WHAT THE EXERCISE ASKS | Everything from the line containing "Look at the photo above. Which pixel sits on the palm-like" down to the last line below should be set down exactly, and only that, without the pictures.

DATA |
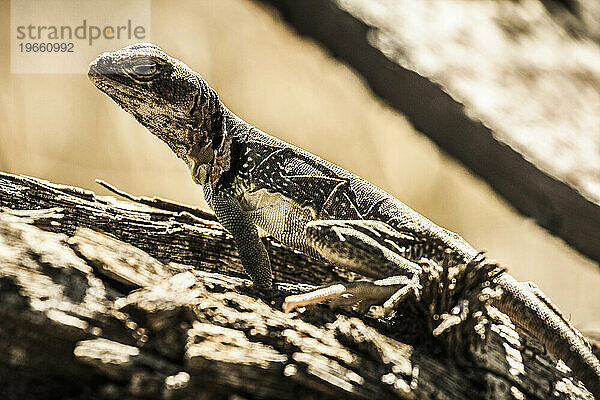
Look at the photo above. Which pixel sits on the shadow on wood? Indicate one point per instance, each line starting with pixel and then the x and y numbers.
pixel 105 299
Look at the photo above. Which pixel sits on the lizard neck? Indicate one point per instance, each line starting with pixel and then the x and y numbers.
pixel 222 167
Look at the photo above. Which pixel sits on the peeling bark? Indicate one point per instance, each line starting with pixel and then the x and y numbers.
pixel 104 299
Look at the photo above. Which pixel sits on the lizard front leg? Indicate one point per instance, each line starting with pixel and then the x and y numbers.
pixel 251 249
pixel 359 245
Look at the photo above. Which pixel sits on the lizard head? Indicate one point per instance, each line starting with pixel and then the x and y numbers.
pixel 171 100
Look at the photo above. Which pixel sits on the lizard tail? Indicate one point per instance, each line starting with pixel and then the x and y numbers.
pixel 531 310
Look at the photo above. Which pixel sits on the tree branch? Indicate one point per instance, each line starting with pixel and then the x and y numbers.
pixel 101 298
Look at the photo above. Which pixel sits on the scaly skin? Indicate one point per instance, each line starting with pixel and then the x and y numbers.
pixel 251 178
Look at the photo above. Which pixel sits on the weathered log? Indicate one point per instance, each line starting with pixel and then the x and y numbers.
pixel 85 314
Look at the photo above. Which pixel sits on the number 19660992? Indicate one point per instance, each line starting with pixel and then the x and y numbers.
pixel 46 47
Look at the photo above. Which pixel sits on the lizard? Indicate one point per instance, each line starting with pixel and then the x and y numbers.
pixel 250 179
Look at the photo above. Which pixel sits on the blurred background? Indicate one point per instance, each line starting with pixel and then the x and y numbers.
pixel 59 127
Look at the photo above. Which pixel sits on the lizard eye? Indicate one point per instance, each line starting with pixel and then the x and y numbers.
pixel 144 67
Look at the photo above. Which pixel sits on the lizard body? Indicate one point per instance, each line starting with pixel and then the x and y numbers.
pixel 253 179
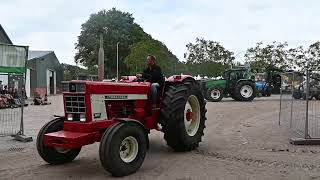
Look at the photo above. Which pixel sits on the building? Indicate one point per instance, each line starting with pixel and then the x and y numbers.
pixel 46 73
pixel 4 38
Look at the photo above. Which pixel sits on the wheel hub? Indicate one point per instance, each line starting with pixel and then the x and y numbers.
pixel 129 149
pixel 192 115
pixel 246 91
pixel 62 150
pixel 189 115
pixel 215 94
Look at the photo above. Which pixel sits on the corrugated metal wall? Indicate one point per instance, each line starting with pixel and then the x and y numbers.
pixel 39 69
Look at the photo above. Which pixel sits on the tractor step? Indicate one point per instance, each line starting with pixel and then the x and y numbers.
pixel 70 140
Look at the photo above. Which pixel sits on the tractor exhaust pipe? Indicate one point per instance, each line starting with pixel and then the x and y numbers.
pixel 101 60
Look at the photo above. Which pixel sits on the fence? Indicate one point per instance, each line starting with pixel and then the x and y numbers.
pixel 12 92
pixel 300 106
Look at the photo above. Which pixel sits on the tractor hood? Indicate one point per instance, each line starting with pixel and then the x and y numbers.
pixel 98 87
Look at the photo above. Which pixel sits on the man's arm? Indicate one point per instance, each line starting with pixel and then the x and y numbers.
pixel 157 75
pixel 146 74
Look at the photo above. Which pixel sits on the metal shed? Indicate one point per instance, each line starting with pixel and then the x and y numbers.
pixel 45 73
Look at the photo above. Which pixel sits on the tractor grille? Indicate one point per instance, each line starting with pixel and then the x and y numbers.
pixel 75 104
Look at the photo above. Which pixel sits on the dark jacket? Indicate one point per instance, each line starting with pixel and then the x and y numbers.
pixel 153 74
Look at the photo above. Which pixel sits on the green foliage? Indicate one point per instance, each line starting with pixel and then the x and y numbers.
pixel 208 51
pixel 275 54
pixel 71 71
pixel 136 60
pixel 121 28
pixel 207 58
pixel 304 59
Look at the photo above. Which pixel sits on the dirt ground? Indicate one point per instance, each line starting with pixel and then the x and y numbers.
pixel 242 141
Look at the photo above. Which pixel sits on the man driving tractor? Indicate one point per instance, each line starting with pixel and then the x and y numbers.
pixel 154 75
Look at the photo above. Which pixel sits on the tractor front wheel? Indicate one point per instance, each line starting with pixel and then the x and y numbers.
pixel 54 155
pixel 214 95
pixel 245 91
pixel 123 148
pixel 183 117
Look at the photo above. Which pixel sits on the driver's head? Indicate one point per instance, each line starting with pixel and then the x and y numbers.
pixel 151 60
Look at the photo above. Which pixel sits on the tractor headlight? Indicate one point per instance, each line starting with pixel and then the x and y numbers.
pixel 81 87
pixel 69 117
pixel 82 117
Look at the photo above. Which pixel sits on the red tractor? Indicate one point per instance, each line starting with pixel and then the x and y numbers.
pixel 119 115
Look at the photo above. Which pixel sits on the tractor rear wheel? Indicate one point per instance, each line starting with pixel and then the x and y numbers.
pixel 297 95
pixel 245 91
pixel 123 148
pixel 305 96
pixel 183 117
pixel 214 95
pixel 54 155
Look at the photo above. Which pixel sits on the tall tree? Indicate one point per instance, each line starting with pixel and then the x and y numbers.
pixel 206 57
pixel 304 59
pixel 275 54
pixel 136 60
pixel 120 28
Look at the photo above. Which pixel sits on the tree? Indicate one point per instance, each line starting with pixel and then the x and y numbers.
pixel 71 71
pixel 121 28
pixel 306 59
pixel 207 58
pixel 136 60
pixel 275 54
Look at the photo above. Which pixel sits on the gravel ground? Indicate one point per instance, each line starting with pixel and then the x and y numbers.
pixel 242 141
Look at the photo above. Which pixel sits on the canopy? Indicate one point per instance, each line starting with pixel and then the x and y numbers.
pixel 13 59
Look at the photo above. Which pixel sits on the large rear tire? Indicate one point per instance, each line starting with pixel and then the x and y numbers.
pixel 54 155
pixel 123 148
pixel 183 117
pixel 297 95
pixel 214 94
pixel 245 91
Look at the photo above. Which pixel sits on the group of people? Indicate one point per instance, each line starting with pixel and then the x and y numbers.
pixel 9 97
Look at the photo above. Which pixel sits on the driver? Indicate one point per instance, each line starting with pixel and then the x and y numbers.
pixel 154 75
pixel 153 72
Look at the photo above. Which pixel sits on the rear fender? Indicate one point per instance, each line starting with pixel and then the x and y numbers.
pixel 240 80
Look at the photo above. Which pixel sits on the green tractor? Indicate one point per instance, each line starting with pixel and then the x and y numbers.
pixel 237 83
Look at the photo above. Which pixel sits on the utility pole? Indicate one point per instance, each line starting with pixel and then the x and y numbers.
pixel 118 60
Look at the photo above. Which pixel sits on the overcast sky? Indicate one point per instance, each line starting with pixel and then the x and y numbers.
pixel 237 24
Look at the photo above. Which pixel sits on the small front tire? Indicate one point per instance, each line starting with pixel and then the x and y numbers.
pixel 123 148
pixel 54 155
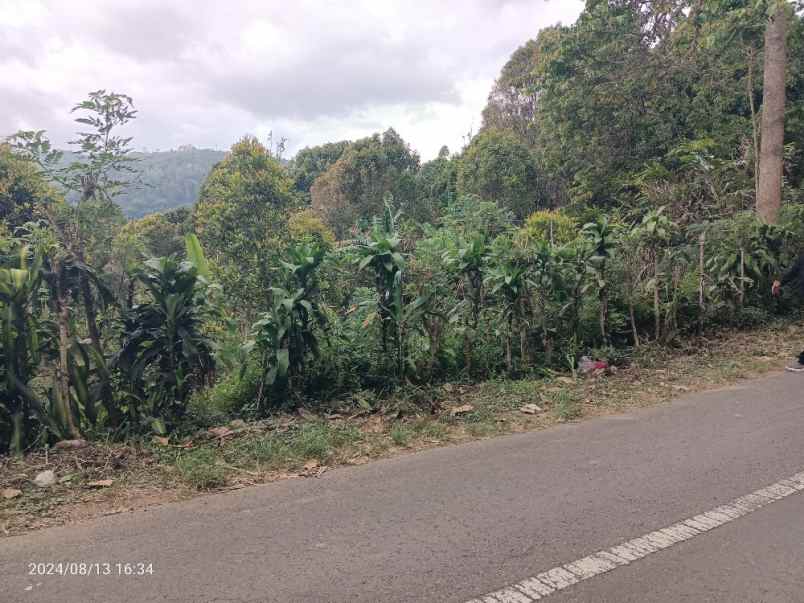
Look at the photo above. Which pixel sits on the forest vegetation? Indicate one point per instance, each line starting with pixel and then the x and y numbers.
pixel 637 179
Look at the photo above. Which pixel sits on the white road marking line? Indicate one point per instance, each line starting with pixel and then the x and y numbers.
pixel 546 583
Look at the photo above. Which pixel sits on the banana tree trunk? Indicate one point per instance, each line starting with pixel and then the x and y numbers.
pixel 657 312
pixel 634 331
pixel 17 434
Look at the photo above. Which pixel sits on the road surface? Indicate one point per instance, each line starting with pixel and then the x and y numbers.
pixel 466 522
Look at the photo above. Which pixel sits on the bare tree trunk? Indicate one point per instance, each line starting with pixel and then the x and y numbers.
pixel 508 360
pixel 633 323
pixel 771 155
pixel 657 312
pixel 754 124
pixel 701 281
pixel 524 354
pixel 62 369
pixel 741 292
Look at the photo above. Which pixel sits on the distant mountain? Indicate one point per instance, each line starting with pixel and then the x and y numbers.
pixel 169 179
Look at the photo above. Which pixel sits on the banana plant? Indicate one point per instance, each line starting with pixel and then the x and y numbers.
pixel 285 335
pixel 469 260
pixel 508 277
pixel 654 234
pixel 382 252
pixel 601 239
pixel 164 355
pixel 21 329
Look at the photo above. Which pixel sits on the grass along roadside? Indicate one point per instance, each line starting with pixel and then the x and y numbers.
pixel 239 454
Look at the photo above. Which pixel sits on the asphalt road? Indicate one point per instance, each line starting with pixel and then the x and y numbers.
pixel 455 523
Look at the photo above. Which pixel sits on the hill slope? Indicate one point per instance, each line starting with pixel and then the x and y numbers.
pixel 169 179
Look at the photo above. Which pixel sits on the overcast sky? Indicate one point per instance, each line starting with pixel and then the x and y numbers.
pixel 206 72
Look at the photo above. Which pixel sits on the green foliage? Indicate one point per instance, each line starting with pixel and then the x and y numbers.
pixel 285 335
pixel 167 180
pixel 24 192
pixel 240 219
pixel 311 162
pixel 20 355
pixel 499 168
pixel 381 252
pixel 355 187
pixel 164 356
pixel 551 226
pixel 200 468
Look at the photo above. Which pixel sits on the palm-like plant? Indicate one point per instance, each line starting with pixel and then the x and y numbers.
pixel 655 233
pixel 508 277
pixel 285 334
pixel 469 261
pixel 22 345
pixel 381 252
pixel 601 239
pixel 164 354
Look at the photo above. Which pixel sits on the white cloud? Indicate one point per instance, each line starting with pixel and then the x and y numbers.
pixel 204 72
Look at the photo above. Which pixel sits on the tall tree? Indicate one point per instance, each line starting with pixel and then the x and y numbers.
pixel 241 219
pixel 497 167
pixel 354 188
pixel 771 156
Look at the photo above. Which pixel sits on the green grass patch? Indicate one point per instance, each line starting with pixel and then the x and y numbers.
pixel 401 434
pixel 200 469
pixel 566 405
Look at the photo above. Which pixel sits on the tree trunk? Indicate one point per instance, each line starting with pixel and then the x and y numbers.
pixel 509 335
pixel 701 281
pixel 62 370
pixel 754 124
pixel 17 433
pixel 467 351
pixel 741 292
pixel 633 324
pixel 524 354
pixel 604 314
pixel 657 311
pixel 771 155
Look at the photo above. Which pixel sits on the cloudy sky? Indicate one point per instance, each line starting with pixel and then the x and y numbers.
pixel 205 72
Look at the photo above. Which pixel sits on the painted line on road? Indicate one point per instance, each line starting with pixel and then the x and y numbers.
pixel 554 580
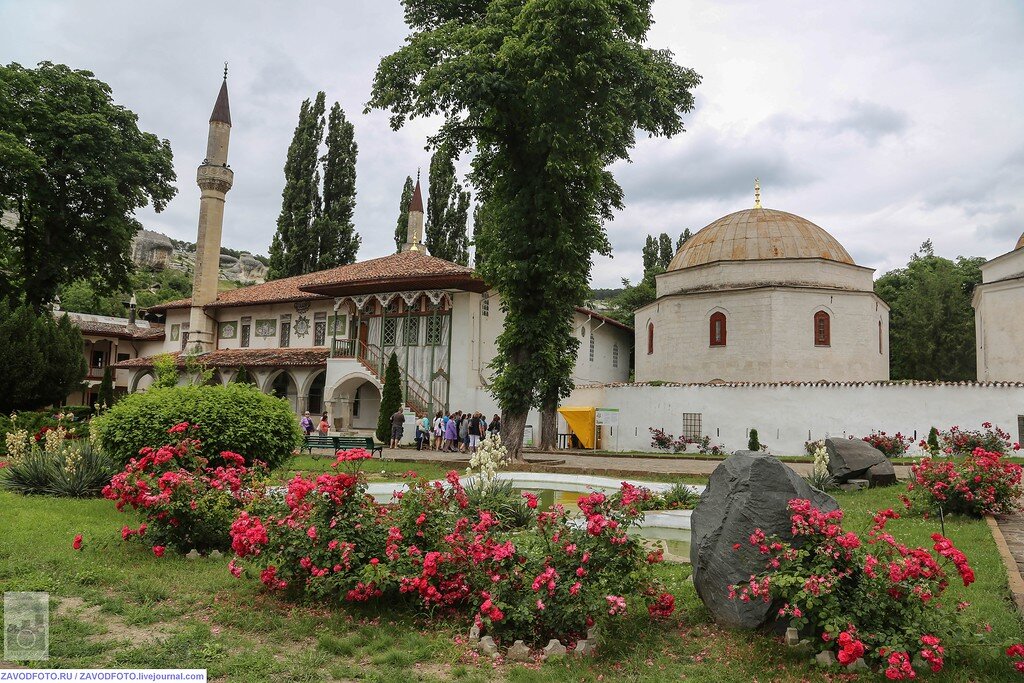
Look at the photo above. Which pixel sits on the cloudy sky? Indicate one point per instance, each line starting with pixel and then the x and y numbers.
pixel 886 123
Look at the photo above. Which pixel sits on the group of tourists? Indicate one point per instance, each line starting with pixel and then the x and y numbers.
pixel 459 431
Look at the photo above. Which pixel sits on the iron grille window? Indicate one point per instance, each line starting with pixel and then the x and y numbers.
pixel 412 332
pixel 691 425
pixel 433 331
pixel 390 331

EXERCISE RESPONSE |
Look at the photo above. Which pixel sits on the palm-like plant? Indicate one point per instance, each line starting with pixel and then the x and y numbers.
pixel 655 233
pixel 508 277
pixel 285 334
pixel 469 261
pixel 22 345
pixel 381 252
pixel 601 239
pixel 164 354
Look at the photo above. Which pixel sits on the white cloud? Indicate one point per instance, each line starting with pixel and then the x and y numbers.
pixel 204 72
Look at the photo above. Which pixel sits on the tall tree? Indicate one point per instance, each line starting with pixel and then the x and y numbers.
pixel 241 219
pixel 497 167
pixel 354 188
pixel 771 156
Look at the photo above. Which pixel sits on the green grass patch? Indicate one point per instance, each line starting with pixel and then the x and y numbers.
pixel 401 434
pixel 200 469
pixel 566 405
Look at the photo above. Which pixel sits on the tree trunk? Indicate one point per instance, each line starting with pixel and then the x and y numbers.
pixel 509 335
pixel 701 281
pixel 62 370
pixel 754 124
pixel 17 433
pixel 467 351
pixel 741 292
pixel 633 324
pixel 524 354
pixel 604 314
pixel 657 311
pixel 771 155
Look at the photo above. Which pixel sits on the cloudy sky? Indicate one point per instance, each line starting with pixel and then the x and y numbers.
pixel 205 72
Look at the photo above. Which pixel sits on the painted line on road? Indicate one point per instance, each line starting with pixel and then the x and y numbers.
pixel 554 580
Look at the photo above. Which pixel sits on the cloudy sky? Indicate one point per instance, each line starting with pixel and then the x and y numbers.
pixel 886 123
Look at the photo above. Which pixel sits on the group of tourists? Indicate one point per instance, each line starting with pixel and then the x and y numbers.
pixel 459 431
Look at the photo above. Which pixel sits on the iron grille window? Indicate one point per instance, each line starting with pixel and then the x and y numbers.
pixel 412 332
pixel 691 425
pixel 433 331
pixel 390 331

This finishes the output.